§ STATED EXERCISE
Write out the whole listing again, exactly.

§ DATA ROWS
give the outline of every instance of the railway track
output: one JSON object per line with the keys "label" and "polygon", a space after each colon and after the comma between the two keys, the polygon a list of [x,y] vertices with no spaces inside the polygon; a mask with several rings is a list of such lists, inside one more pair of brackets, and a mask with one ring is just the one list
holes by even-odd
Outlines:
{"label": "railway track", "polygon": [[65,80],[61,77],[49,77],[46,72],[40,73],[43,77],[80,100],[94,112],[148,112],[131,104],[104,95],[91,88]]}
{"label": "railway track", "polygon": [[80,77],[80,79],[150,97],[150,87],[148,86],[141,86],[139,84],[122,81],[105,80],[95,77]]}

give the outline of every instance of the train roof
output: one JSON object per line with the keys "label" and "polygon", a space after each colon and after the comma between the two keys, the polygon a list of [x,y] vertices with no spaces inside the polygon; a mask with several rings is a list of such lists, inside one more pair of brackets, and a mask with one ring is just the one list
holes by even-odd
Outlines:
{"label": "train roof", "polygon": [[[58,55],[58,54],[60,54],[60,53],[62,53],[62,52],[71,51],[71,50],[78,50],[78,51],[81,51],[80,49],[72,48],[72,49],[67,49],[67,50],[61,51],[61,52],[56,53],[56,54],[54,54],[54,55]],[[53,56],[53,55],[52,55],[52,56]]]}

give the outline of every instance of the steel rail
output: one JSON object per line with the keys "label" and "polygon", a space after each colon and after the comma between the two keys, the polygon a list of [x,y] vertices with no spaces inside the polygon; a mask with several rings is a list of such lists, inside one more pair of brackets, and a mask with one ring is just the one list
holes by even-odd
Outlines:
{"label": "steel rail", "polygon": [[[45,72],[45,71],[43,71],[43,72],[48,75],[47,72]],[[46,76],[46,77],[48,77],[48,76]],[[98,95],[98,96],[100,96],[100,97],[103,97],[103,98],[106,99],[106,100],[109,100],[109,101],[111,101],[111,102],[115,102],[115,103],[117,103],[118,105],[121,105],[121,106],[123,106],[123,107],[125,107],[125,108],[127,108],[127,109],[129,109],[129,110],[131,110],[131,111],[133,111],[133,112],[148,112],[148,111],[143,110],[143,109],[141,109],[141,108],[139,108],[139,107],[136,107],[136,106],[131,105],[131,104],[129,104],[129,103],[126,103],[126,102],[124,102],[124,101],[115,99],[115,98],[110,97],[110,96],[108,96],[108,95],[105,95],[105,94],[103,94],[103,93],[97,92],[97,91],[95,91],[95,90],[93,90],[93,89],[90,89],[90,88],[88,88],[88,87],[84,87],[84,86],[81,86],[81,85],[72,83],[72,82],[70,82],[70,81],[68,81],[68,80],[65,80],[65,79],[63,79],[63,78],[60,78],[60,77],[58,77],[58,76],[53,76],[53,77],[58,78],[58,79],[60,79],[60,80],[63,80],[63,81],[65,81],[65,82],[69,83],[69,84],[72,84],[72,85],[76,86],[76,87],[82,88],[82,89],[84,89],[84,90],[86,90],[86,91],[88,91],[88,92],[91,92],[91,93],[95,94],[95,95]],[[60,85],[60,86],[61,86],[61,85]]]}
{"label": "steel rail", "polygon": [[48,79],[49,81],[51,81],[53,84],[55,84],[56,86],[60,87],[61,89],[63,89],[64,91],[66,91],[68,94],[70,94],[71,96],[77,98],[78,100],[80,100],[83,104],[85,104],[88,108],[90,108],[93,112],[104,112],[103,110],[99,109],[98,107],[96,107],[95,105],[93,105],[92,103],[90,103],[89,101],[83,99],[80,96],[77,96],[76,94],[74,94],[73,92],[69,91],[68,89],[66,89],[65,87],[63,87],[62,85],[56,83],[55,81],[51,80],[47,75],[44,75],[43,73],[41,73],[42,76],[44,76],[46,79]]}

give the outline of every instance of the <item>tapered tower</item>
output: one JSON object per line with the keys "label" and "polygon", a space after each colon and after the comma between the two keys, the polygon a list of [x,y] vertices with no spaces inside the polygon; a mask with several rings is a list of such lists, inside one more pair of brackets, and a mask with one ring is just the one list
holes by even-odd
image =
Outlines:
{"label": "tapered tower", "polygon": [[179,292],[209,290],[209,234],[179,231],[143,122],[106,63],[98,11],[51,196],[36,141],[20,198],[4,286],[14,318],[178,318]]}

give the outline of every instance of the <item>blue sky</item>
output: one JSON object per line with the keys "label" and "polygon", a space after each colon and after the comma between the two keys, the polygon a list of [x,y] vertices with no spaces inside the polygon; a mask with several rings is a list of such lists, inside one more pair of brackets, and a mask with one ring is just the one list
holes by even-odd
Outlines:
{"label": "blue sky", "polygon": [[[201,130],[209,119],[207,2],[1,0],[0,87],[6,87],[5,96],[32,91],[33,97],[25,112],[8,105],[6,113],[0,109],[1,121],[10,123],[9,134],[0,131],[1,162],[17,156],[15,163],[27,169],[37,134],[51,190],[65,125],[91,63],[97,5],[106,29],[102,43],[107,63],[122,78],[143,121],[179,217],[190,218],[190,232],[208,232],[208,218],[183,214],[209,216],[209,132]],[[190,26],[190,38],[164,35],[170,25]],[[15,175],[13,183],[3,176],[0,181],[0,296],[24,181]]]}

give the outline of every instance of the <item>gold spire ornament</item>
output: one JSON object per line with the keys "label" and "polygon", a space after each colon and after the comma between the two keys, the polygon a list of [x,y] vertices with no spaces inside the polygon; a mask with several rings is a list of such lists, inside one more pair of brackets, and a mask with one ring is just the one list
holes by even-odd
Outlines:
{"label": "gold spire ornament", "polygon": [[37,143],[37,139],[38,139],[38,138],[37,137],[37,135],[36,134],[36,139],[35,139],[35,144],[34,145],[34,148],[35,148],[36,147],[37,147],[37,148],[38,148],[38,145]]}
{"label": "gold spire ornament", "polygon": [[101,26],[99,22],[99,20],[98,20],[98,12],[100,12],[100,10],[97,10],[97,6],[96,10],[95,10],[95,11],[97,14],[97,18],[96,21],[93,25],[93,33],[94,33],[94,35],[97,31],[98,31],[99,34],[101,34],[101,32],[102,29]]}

§ TASK RESULT
give the outline of every instance of the railway track
output: one JSON object per line with the keys "label" and "polygon", a space after each colon and after the comma between the two keys, the polygon a list of [x,y] vertices with no spaces inside the polygon; a mask with several rings is a list of such lists, inside one more pair of brackets, and a mask with one ring is just the one list
holes by even-odd
Outlines:
{"label": "railway track", "polygon": [[65,80],[61,77],[49,77],[46,72],[40,73],[43,77],[80,100],[94,112],[148,112],[131,104],[104,95],[91,88]]}
{"label": "railway track", "polygon": [[80,77],[80,79],[150,97],[150,87],[148,86],[141,86],[139,84],[122,81],[105,80],[95,77]]}

give the outline of every instance of the train roof
output: one JSON object per line with the keys "label" and "polygon", a space after each colon and after the comma between the two keys, the polygon a list of [x,y] vertices with no spaces inside the polygon; a mask with several rings is a list of such lists, inside one more pair of brackets, and a mask with one ring is just the one list
holes by even-odd
Outlines:
{"label": "train roof", "polygon": [[[58,55],[58,54],[60,54],[60,53],[62,53],[62,52],[71,51],[71,50],[78,50],[78,51],[81,51],[80,49],[72,48],[72,49],[67,49],[67,50],[61,51],[61,52],[56,53],[56,54],[54,54],[54,55]],[[53,56],[53,55],[52,55],[52,56]]]}

give the outline of every instance of the steel rail
output: one JSON object per line with the keys "label" and "polygon", a space after each colon and after the comma between the two keys, the polygon a list of [x,y] vertices with no spaces inside the polygon; a mask with several rings is a list of such lists, inside one more pair of brackets, and a mask with one ring is just the one list
holes by even-odd
Outlines:
{"label": "steel rail", "polygon": [[[45,72],[45,71],[43,71],[43,72],[48,75],[47,72]],[[46,76],[46,77],[48,77],[48,76]],[[98,95],[98,96],[100,96],[100,97],[103,97],[103,98],[106,99],[106,100],[109,100],[109,101],[111,101],[111,102],[115,102],[115,103],[117,103],[118,105],[121,105],[121,106],[123,106],[123,107],[125,107],[125,108],[127,108],[127,109],[129,109],[129,110],[131,110],[131,111],[133,111],[133,112],[148,112],[148,111],[143,110],[143,109],[141,109],[141,108],[139,108],[139,107],[136,107],[136,106],[131,105],[131,104],[129,104],[129,103],[126,103],[126,102],[124,102],[124,101],[115,99],[115,98],[110,97],[110,96],[108,96],[108,95],[105,95],[105,94],[103,94],[103,93],[97,92],[97,91],[95,91],[95,90],[93,90],[93,89],[90,89],[90,88],[88,88],[88,87],[84,87],[84,86],[81,86],[81,85],[72,83],[72,82],[70,82],[70,81],[68,81],[68,80],[65,80],[65,79],[63,79],[63,78],[60,78],[60,77],[58,77],[58,76],[53,76],[53,77],[58,78],[58,79],[60,79],[60,80],[63,80],[63,81],[65,81],[65,82],[69,83],[69,84],[72,84],[72,85],[76,86],[76,87],[82,88],[82,89],[84,89],[84,90],[86,90],[86,91],[88,91],[88,92],[91,92],[91,93],[95,94],[95,95]],[[60,85],[60,86],[61,86],[61,85]]]}
{"label": "steel rail", "polygon": [[48,79],[49,81],[51,81],[53,84],[55,84],[56,86],[60,87],[61,89],[63,89],[64,91],[66,91],[68,94],[70,94],[71,96],[77,98],[78,100],[80,100],[83,104],[85,104],[88,108],[90,108],[93,112],[104,112],[103,110],[99,109],[98,107],[96,107],[95,105],[93,105],[92,103],[90,103],[89,101],[83,99],[80,96],[77,96],[76,94],[74,94],[73,92],[69,91],[68,89],[66,89],[65,87],[63,87],[62,85],[56,83],[55,81],[51,80],[47,75],[44,75],[43,73],[41,73],[42,76],[44,76],[46,79]]}

give the outline of every instance of the <item>tapered tower</item>
output: one JSON object per line with the keys "label" and "polygon", a space after each colon and after the comma between the two keys, the polygon a list of [x,y] vertices with no spaces inside the polygon; a mask with several rings is a list of such lists, inside one more pair of brackets, and a mask with one ring is just the one list
holes by even-odd
image =
Outlines:
{"label": "tapered tower", "polygon": [[179,292],[209,290],[209,234],[179,231],[143,122],[106,63],[98,11],[51,196],[36,141],[20,198],[4,286],[14,318],[178,318]]}

give the outline of every instance of the <item>blue sky</item>
output: one JSON object per line with the keys "label" and "polygon", a space after each colon and after the comma between the two keys, the polygon a list of [x,y] vertices with no spaces inside the polygon; a mask with several rings is a list of such lists, inside one more pair of brackets, and a mask with one ring is just the one list
holes by even-odd
Outlines:
{"label": "blue sky", "polygon": [[[201,130],[209,119],[207,2],[1,0],[0,87],[6,87],[5,96],[32,91],[33,97],[25,112],[8,105],[6,113],[0,109],[1,121],[10,123],[9,134],[0,131],[1,162],[17,156],[15,163],[27,169],[37,134],[51,190],[65,125],[91,63],[97,5],[106,29],[102,43],[107,63],[122,78],[143,121],[179,217],[190,218],[190,232],[208,232],[208,218],[183,214],[209,216],[209,132]],[[190,26],[190,38],[164,35],[170,25]],[[15,175],[13,183],[3,176],[0,181],[0,296],[24,181]]]}

give the outline of every instance of the <item>gold spire ornament</item>
output: one JSON object per line with the keys "label" and "polygon", a space after each colon and after the comma between the two keys, the polygon a list of [x,y] vertices with no spaces inside the polygon; a mask with several rings is a list of such lists, inside one more pair of brackets, and a mask with one ring is just the one list
holes by even-odd
Outlines:
{"label": "gold spire ornament", "polygon": [[37,143],[37,139],[38,139],[38,138],[37,137],[37,135],[36,134],[36,139],[35,139],[35,144],[34,145],[34,148],[35,148],[36,147],[37,147],[37,148],[38,148],[38,145]]}
{"label": "gold spire ornament", "polygon": [[101,26],[99,22],[99,20],[98,20],[98,12],[100,12],[100,10],[97,10],[97,6],[96,10],[95,10],[95,11],[97,14],[97,18],[96,21],[93,25],[93,33],[94,33],[94,35],[97,31],[98,31],[99,34],[101,34],[101,32],[102,29]]}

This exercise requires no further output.